- [WRITTEN TASK A] How many lines of the listing contain the string "surface"? Reply with only the number.

- [TEXT BLOCK]

+++

4.1. Application of Grey System-II for Evaluation Criteria Weighting

The Grey System-2 Thinking (GS2T) weighting approach is applied to calculate the weights for evaluation criteria based on the data provided by decision-makers (DMs) by introducing a time delay. This process involves discarding decision-maker inputs using System-1 thinking (quick, instinctive judgments) but using System-2 thinking (deliberate, logical analysis). The steps below outline the application of the GS2T approach to weighting the evaluation criteria:

Step I.

Obtain System-I data from DMs. The decision-makers (DMs) were contacted to complete a questionnaire under time constraints, ensuring their responses reflected System-I thinking. The questionnaire was sent at the scheduled time and completed within 15 min. The responses, captured in Table 2, show the initial judgments of the DMs. For instance, $D{M}_1$ assigned 80% importance to Resource Conservation ($C_1$), while $D{M}_4$ assigned 70% to Resource Conservation ($C_1$) and 60% to Integrated Communication System ($C_{5\text{-}5}$).

Step II.

Obtain System-II data from DMs. After the initial round, the DMs were notified that they would need to complete the same questionnaire 14 days later, allowing them time to reflect on the criteria. The responses collected after this time, representing System-2 thinking, are also presented in Table 2. For example, DM₁ still assigned 80% to Resource Conservation ($C_1$) in both rounds, while DM₄ assigned 60% to both Resource Conservation ($C_1$) and Integrated Communication System ($C_{5\text{-}5}$). It should be noted that the raw data collected were not directly used; they were further processed using the steps below.

Step III.

Scale the DMs’ preferences. The preferences provided by the DMs were then scaled using the following equation:

$$x_{ij}={\displaystyle \frac{r_{ij}-\underset{1\le i\le 29}{min}{r}_{ij}}{\underset{1\le i\le 29}{max}{r}_{ij}-\underset{1\le i\le 29}{min}{r}_{ij}}}$$

(36)

For example, the normalized preference of $D{M}_1$ for Resource Conservation ($C_1$) is

$$x_{1,1}={\displaystyle \frac{r_{1,1}-\underset{1\le i\le 29}{min}{r}_{1,1}}{\underset{1\le i\le 29}{max}{r}_{1,1}-\underset{1\le j\le 29}{min}{r}_{1,1}}}={\displaystyle \frac{80-70}{90-70}}=0.5$$

(37)

Similarly, the normalized preference of $D{M}_4$ for Integrated Communication System ($C_{5\text{-}5}$) is

$$x_{4,29}={\displaystyle \frac{r_{4,29}-\underset{1\le i\le 29}{min}{r}_{4,29}}{\underset{1\le i\le 29}{max}{r}_{4,29}-\underset{1\le j\le 29}{min}{r}_{4,29}}}={\displaystyle \frac{80-60}{80-30}}=0.6$$

(38)

The remaining normalized preferences were computed similarly and are shown in Table 3.

+++

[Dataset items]
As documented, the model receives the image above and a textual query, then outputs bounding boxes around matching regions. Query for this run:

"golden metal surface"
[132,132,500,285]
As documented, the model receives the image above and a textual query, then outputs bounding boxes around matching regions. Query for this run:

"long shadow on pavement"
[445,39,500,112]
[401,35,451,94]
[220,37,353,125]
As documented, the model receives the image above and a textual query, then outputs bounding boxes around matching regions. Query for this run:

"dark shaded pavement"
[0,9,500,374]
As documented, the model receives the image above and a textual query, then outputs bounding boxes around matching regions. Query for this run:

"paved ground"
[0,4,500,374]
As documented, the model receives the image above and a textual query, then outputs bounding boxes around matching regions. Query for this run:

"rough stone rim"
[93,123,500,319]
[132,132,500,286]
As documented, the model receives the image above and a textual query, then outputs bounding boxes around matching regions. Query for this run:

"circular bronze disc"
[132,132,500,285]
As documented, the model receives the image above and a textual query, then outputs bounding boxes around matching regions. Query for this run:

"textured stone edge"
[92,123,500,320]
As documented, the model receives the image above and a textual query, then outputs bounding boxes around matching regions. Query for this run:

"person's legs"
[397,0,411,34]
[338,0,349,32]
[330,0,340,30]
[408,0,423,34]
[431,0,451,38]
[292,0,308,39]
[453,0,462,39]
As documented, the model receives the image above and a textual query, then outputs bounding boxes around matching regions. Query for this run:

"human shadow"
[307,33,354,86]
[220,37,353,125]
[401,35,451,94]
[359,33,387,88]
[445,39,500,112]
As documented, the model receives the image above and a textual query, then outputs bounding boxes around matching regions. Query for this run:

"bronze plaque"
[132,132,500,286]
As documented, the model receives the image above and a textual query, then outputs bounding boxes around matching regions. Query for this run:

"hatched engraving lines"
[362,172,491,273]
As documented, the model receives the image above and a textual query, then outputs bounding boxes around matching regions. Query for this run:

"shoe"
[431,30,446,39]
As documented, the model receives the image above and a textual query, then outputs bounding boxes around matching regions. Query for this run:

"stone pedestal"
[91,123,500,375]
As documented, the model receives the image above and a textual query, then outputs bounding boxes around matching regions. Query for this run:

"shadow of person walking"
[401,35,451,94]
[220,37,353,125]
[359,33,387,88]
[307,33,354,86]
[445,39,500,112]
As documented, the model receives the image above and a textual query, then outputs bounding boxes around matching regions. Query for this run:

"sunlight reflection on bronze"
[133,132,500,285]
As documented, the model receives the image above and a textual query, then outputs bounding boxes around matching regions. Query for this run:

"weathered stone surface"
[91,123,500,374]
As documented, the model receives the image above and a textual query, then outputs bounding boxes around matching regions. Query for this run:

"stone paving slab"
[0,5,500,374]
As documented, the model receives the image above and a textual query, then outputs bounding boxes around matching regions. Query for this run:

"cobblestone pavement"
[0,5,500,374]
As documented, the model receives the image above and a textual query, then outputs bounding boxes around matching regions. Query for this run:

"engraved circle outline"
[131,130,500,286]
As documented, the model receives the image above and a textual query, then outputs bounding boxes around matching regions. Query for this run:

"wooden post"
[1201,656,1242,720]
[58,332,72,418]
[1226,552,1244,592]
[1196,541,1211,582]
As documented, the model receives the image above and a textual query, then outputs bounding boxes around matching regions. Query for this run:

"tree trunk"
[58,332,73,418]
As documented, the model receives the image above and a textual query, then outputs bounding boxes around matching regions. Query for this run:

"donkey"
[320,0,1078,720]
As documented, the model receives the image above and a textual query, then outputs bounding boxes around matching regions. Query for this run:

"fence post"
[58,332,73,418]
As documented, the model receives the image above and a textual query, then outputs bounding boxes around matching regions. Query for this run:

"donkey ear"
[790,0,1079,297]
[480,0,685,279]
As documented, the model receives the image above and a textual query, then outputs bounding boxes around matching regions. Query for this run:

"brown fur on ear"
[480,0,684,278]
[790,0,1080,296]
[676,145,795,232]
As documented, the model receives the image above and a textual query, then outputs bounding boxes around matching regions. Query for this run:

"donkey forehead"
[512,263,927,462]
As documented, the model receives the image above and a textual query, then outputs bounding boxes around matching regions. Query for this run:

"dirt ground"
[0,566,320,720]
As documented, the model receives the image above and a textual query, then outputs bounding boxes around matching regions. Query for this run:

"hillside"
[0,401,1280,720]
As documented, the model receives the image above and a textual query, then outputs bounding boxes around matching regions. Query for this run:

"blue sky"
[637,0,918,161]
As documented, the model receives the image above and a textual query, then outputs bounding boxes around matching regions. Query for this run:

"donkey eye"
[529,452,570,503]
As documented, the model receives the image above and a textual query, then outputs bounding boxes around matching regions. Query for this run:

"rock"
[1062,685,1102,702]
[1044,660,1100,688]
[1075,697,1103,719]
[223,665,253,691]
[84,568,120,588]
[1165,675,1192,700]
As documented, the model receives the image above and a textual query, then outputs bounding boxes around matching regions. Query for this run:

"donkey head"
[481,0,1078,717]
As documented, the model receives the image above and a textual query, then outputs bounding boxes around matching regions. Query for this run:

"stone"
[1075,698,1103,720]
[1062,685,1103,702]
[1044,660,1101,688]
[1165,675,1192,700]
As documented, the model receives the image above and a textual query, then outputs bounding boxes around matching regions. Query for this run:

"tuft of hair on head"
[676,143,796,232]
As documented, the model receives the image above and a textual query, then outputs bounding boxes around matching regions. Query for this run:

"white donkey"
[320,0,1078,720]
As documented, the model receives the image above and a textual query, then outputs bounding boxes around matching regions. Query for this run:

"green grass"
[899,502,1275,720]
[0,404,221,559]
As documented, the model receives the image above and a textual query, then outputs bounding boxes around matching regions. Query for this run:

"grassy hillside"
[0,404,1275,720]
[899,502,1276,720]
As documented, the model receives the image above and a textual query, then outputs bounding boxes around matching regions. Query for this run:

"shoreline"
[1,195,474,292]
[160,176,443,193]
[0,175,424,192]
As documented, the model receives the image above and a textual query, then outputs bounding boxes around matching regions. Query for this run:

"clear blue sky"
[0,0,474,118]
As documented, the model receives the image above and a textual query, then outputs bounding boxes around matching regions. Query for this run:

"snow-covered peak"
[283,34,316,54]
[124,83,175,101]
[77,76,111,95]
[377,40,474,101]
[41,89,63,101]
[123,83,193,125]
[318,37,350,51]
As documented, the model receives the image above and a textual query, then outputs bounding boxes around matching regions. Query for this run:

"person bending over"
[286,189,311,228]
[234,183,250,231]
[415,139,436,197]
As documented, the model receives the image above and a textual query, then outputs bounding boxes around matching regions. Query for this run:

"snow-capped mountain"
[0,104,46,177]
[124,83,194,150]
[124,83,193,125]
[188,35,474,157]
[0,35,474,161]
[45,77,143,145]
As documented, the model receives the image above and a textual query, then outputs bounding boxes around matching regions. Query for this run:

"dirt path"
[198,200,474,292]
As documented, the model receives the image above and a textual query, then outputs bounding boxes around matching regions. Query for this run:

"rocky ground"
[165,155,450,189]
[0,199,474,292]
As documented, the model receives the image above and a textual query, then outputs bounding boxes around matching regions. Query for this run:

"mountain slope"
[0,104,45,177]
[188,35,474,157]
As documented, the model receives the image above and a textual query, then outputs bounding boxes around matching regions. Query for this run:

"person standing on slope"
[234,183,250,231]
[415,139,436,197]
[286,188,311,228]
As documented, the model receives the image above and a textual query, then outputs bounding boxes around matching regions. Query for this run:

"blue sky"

+++

- [WRITTEN TASK B] In the criteria-weighting text, copy everything from "Similarly, the normalized" down to "in Table 3." without changes.

- [FINAL RESULT A] 2

- [FINAL RESULT B]
Similarly, the normalized preference of $D{M}_4$ for Integrated Communication System ($C_{5\text{-}5}$) is

$$x_{4,29}={\displaystyle \frac{r_{4,29}-\underset{1\le i\le 29}{min}{r}_{4,29}}{\underset{1\le i\le 29}{max}{r}_{4,29}-\underset{1\le j\le 29}{min}{r}_{4,29}}}={\displaystyle \frac{80-60}{80-30}}=0.6$$

(38)

The remaining normalized preferences were computed similarly and are shown in Table 3.